---------- Dataset content ----------

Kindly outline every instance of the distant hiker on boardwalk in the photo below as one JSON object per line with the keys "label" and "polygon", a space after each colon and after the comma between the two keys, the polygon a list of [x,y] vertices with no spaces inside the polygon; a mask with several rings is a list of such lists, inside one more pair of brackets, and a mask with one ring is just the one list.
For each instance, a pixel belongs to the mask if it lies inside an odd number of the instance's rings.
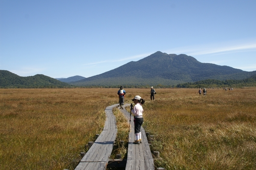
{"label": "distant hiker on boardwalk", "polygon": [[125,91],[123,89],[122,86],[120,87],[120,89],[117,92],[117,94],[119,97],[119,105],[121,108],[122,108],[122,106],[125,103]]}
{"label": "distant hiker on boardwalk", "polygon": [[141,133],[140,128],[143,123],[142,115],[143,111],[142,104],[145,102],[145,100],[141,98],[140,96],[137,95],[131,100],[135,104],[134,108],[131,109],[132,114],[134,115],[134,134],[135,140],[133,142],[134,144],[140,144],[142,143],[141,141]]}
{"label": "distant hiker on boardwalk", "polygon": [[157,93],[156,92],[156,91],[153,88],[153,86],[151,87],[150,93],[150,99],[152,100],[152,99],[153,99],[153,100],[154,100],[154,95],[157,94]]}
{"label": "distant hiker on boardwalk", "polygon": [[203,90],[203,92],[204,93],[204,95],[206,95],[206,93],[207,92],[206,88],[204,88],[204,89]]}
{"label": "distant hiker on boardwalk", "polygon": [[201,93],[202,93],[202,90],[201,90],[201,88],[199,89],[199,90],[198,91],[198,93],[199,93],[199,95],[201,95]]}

----------
---------- Dataset content ----------

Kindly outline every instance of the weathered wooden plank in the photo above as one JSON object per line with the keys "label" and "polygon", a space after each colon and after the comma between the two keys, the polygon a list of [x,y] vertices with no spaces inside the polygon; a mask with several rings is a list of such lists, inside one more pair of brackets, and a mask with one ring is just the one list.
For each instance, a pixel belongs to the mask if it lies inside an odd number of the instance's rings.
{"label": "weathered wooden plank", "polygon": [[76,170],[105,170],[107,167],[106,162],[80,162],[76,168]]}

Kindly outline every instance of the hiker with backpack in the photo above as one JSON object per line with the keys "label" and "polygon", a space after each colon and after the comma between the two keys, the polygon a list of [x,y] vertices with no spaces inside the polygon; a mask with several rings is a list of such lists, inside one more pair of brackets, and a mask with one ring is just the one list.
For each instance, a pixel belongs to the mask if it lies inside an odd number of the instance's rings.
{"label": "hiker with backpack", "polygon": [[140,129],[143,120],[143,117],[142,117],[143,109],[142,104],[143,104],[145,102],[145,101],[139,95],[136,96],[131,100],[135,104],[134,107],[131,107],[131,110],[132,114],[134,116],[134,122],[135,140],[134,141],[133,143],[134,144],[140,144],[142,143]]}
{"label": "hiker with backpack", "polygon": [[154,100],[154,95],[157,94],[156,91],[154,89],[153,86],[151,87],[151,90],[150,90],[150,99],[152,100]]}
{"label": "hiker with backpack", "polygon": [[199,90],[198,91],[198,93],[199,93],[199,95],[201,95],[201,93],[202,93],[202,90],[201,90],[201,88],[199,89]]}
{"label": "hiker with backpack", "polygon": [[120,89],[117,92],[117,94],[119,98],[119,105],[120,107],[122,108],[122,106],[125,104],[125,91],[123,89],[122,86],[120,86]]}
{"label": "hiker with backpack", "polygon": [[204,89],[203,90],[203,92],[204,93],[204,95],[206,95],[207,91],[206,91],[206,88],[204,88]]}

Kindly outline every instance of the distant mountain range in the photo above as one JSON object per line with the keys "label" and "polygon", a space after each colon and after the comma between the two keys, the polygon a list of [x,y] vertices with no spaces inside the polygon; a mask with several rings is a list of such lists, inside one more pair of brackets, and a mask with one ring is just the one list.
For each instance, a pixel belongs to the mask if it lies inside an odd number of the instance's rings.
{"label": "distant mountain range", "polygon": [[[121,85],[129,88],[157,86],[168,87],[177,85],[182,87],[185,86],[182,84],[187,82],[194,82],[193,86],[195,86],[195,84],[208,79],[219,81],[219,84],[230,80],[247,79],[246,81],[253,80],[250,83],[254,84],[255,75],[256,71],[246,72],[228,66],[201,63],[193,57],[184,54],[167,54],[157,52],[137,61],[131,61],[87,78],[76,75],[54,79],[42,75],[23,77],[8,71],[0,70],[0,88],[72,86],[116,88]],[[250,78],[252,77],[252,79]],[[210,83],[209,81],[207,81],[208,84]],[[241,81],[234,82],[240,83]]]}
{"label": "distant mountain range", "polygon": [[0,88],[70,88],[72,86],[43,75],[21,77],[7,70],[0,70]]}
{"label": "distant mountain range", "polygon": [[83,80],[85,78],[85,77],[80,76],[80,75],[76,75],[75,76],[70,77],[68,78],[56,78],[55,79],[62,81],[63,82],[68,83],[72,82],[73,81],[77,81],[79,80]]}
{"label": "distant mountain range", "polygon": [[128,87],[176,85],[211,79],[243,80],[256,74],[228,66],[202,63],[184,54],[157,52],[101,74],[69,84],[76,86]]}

----------

◆ Problem statement ◆
Count the lines in the records that contain the string "boardwalk", with case counting, and give only the number.

◆ Complete output ◆
6